Show every line below where "coat" appears.

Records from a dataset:
- - - -
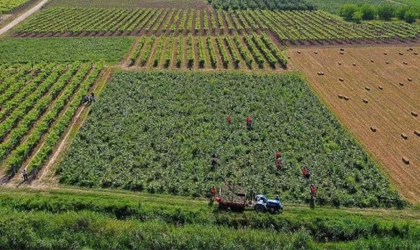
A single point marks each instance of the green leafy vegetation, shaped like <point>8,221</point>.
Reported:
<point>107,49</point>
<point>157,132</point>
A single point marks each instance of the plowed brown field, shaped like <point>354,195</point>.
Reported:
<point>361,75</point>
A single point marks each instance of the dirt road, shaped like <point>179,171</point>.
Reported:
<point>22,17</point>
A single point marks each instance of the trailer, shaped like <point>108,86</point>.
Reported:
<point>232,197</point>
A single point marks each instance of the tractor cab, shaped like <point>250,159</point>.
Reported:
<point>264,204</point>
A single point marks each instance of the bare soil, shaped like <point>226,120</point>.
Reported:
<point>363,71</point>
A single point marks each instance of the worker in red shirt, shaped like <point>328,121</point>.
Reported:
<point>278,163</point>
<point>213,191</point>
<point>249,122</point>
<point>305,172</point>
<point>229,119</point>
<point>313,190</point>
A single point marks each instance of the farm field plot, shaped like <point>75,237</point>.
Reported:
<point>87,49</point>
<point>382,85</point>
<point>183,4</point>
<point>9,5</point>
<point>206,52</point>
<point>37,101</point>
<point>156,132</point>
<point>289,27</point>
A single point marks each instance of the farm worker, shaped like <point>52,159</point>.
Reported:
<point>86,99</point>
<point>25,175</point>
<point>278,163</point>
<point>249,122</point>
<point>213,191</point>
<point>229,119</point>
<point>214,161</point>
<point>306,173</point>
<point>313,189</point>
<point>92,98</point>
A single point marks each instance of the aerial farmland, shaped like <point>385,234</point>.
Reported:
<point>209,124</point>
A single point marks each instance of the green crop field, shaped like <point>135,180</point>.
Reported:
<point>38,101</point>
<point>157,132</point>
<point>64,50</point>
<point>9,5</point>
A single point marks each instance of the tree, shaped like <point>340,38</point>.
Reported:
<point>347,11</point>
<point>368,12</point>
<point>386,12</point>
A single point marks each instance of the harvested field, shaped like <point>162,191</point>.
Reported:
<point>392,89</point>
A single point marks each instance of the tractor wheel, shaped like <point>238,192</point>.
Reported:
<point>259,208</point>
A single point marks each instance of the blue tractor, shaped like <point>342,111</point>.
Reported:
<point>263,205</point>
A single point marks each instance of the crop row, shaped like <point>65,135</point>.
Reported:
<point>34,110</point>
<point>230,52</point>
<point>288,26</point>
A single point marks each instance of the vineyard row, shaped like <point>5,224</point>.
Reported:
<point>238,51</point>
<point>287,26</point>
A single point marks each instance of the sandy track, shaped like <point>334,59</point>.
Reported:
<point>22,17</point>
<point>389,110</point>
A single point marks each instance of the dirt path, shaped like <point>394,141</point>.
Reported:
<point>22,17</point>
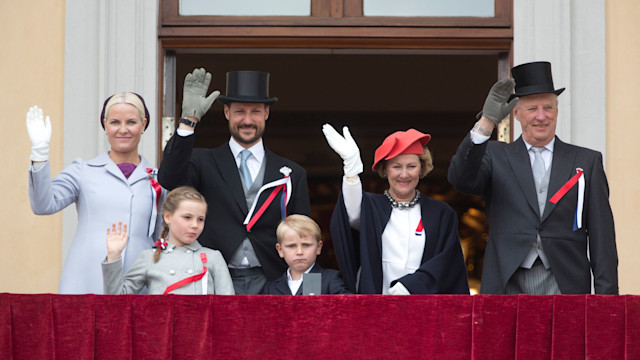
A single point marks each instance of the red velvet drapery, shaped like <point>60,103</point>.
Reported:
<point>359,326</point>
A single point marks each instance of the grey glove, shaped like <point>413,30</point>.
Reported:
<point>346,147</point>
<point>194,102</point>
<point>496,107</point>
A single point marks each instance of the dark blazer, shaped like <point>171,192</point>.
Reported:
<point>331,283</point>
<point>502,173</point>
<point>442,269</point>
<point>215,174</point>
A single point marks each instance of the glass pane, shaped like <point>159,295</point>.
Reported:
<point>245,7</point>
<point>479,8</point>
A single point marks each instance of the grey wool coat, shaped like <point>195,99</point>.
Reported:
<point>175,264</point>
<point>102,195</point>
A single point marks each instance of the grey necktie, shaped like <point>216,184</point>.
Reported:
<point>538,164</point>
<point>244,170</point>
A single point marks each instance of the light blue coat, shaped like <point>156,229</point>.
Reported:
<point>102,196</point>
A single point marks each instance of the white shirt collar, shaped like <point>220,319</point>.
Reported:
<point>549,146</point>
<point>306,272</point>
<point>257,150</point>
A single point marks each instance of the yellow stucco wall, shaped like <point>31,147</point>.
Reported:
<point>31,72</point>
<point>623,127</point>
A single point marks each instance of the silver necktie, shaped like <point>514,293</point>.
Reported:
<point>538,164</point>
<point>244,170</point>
- - - -
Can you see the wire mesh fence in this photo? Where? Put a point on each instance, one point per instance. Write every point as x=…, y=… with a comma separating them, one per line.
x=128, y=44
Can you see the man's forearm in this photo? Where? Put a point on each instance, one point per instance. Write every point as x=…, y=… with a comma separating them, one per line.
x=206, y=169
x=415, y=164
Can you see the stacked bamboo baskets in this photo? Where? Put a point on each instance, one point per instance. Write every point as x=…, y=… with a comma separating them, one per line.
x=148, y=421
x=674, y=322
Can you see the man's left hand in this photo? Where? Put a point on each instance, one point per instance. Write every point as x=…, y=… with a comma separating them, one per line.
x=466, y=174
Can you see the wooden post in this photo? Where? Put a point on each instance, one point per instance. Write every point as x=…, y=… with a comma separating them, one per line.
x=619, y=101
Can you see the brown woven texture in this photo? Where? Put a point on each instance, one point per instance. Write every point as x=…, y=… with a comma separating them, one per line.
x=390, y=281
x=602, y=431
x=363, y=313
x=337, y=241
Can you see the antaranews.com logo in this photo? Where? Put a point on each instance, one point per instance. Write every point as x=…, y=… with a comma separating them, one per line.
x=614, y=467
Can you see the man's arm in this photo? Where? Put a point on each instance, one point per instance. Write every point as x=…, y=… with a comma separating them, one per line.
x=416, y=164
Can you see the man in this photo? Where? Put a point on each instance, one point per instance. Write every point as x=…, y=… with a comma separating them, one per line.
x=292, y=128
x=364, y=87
- - - -
◆ **Reply**
A single point marks each instance of the grey wool coat, shaped like <point>195,99</point>.
A single point marks each instance of the light blue coat, shaped like <point>156,229</point>.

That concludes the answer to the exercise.